> **To be done**: Each line from the one containing "# give the mask" through the end of the listing below must be copied exactly; pictures are excluded.

___ Records to process

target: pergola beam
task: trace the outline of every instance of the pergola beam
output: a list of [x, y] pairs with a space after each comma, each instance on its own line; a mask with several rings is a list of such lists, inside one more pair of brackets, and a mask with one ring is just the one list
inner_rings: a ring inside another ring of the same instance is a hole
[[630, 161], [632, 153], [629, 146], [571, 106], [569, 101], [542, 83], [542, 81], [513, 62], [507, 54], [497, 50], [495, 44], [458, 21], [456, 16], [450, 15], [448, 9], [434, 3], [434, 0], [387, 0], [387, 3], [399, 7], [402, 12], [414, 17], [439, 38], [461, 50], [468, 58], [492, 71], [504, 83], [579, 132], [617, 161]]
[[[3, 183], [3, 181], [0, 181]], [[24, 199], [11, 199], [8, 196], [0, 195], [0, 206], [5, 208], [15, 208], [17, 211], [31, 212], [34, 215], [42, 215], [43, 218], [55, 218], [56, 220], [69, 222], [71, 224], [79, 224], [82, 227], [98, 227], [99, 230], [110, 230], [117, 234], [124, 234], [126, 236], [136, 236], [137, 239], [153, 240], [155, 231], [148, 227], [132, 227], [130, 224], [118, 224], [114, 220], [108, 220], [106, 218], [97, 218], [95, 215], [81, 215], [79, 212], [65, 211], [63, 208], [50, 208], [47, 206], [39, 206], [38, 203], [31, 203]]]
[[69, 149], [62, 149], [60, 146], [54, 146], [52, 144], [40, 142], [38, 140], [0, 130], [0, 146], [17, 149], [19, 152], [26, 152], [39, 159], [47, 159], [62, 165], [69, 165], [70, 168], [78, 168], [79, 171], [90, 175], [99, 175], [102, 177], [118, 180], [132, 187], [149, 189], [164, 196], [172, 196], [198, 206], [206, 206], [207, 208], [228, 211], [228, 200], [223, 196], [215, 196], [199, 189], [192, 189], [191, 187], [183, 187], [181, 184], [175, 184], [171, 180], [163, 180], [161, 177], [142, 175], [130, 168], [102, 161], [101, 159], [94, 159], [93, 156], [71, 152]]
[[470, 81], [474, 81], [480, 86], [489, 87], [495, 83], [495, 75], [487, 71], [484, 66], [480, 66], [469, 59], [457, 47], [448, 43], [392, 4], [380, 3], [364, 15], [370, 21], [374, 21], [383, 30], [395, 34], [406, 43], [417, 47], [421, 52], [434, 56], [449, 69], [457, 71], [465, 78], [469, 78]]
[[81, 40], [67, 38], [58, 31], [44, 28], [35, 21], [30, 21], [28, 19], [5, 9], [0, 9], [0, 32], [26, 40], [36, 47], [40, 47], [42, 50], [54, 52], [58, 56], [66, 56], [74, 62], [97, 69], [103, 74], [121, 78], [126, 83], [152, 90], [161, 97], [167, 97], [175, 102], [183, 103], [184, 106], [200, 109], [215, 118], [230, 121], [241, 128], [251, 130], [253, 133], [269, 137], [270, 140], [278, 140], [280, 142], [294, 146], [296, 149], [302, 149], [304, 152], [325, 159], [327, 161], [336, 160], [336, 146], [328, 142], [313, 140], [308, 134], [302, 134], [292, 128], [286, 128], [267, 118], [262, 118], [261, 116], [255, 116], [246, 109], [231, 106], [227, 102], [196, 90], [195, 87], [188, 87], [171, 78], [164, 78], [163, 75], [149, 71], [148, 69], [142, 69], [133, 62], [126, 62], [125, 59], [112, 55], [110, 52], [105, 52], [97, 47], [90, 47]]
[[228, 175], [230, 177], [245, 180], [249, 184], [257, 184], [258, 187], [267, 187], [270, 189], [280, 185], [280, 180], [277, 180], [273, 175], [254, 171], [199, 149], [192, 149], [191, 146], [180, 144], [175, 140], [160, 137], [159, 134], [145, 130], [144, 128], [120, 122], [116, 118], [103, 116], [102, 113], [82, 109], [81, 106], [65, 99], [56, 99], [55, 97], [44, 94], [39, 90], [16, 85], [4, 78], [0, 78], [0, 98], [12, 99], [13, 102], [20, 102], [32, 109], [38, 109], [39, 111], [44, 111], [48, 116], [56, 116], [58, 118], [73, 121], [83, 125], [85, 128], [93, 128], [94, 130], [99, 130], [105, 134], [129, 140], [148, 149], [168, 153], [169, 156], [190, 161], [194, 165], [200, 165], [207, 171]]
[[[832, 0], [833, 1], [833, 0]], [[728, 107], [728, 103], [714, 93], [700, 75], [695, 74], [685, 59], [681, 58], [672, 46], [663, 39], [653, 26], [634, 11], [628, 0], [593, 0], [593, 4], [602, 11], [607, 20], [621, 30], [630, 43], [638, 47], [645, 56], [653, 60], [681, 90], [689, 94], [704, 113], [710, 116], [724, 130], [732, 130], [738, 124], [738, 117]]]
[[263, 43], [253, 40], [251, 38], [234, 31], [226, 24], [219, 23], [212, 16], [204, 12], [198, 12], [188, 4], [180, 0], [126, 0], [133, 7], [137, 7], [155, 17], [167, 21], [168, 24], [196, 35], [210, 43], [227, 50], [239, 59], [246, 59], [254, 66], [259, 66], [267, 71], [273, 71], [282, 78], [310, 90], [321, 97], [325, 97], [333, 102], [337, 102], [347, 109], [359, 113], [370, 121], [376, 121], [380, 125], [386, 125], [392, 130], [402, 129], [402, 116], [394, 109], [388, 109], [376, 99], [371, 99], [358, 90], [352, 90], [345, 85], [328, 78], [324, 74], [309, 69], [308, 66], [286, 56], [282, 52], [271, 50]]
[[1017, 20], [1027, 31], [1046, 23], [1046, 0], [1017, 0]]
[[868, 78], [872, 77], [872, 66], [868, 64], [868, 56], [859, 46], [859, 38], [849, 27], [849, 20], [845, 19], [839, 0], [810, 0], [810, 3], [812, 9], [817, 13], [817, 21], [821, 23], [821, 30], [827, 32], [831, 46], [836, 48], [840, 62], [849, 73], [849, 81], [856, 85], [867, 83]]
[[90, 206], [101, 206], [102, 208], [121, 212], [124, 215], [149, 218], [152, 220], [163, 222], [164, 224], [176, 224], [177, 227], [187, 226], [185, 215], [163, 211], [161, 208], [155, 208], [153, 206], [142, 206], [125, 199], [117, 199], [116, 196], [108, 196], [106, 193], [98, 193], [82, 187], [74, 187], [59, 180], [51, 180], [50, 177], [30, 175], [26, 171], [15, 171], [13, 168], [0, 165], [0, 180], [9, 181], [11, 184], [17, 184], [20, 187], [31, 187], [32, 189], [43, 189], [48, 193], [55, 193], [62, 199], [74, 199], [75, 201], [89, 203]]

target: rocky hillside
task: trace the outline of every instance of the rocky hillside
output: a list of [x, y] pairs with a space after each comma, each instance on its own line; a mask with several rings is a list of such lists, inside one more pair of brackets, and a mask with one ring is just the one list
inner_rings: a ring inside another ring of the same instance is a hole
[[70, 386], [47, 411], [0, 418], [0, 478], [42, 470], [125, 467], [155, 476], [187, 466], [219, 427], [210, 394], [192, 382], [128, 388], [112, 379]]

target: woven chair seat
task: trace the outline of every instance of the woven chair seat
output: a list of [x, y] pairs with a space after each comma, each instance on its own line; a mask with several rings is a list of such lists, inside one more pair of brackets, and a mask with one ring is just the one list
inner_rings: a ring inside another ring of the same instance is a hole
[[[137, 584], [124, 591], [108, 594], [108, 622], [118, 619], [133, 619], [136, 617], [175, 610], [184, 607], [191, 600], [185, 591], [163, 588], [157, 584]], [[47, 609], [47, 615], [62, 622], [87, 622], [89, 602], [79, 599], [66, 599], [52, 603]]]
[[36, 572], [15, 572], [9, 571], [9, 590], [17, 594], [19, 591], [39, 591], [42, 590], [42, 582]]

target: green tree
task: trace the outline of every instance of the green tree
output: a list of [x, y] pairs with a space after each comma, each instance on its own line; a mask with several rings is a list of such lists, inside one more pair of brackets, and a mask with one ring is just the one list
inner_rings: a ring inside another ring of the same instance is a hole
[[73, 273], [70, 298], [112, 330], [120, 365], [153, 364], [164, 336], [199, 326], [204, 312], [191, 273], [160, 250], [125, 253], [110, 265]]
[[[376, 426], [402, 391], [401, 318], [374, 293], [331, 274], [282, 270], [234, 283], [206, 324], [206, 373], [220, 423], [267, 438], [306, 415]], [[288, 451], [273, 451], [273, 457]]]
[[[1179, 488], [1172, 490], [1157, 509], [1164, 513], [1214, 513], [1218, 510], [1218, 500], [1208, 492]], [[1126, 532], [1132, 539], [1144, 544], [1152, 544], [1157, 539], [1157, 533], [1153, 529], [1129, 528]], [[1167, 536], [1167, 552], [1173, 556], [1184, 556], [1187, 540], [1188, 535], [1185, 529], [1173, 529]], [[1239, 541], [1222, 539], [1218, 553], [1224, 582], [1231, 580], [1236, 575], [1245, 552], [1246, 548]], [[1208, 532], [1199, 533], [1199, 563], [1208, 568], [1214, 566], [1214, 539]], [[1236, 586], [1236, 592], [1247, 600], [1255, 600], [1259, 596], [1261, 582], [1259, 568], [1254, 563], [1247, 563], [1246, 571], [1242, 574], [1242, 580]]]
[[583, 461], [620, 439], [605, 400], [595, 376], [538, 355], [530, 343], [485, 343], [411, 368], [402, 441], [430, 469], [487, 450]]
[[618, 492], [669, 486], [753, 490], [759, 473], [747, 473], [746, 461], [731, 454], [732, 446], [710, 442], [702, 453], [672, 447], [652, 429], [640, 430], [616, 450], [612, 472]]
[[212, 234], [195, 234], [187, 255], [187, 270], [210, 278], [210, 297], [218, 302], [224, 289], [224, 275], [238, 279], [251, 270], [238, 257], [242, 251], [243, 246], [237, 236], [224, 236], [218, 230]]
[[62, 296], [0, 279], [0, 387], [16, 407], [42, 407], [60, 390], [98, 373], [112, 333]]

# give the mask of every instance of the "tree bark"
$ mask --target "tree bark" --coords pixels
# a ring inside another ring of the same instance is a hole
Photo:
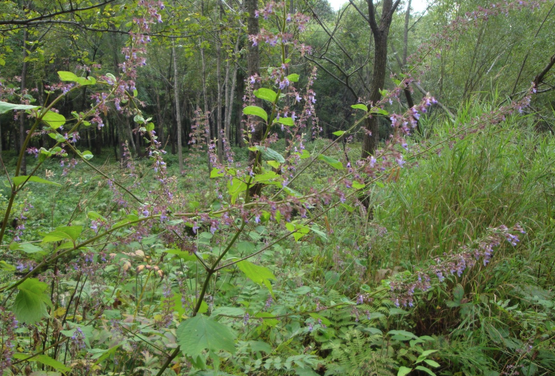
[[[175,99],[175,116],[177,120],[177,154],[179,160],[179,174],[183,172],[183,146],[182,143],[181,109],[179,105],[179,88],[178,80],[177,58],[175,57],[175,43],[171,40],[171,54],[173,55],[174,63],[174,96]]]
[[[258,0],[246,0],[247,12],[249,12],[249,18],[247,19],[247,32],[249,35],[255,35],[260,32],[258,24],[258,18],[254,17],[255,11],[258,8]],[[247,68],[248,77],[247,79],[252,76],[260,75],[260,54],[258,45],[253,45],[250,42],[248,43],[247,47]],[[255,90],[260,87],[260,84],[255,82],[253,85]],[[255,104],[259,106],[262,106],[262,100],[259,98],[255,99]],[[264,123],[259,121],[255,119],[252,121],[255,122],[254,133],[251,135],[253,144],[258,144],[262,141],[264,135]],[[252,165],[256,153],[253,151],[249,152],[249,163]]]
[[[29,63],[27,61],[27,29],[23,29],[23,64],[21,68],[21,94],[25,93],[25,86],[27,77],[27,67]],[[25,112],[19,113],[19,150],[23,148],[25,144]],[[21,169],[20,170],[21,175],[27,174],[27,162],[26,156],[23,155],[23,159],[21,161]]]
[[[368,22],[374,38],[374,67],[372,75],[369,99],[372,104],[377,103],[381,99],[380,92],[385,83],[385,73],[387,63],[387,37],[391,24],[393,13],[399,4],[400,0],[395,3],[393,0],[384,0],[382,15],[378,25],[376,22],[374,0],[367,0],[368,3]],[[380,141],[379,118],[372,116],[366,119],[366,133],[362,140],[361,157],[365,158],[374,154],[377,149]]]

______

> **The output**:
# give the mask of every instance of the "tree bark"
$ mask --target "tree bark" --coords pixels
# a ring inside another ring of the same instance is a hole
Photo:
[[[175,99],[175,116],[177,120],[177,154],[179,160],[179,174],[183,172],[183,146],[182,143],[181,109],[179,105],[179,88],[178,80],[177,58],[175,57],[175,43],[171,40],[171,54],[173,55],[174,63],[174,96]]]
[[[258,0],[246,0],[247,12],[249,12],[249,18],[247,19],[247,32],[249,35],[255,35],[260,32],[258,24],[258,18],[254,17],[255,11],[258,8]],[[247,68],[248,77],[247,79],[252,76],[260,75],[260,54],[258,45],[253,45],[250,42],[248,43],[247,47]],[[255,90],[260,87],[260,84],[255,82],[253,85]],[[255,104],[259,106],[262,106],[262,100],[259,98],[255,99]],[[264,123],[259,121],[255,119],[252,121],[255,122],[254,133],[251,135],[253,144],[258,144],[262,141],[264,135]],[[252,165],[256,153],[253,151],[249,152],[249,163]]]
[[[29,63],[27,61],[27,29],[23,29],[23,64],[21,68],[21,94],[25,93],[25,86],[27,77],[27,67]],[[25,112],[19,113],[19,150],[23,148],[25,144]],[[21,169],[20,170],[21,175],[27,174],[27,162],[26,156],[23,155],[23,159],[21,161]]]
[[[368,22],[374,38],[374,67],[372,75],[369,99],[372,104],[377,103],[381,99],[380,92],[385,83],[385,73],[387,63],[387,37],[391,24],[393,13],[399,4],[400,0],[395,3],[393,0],[384,0],[382,15],[378,25],[376,22],[374,0],[367,0],[368,3]],[[380,141],[379,118],[372,116],[366,119],[366,133],[362,140],[361,157],[365,158],[374,154],[377,149]]]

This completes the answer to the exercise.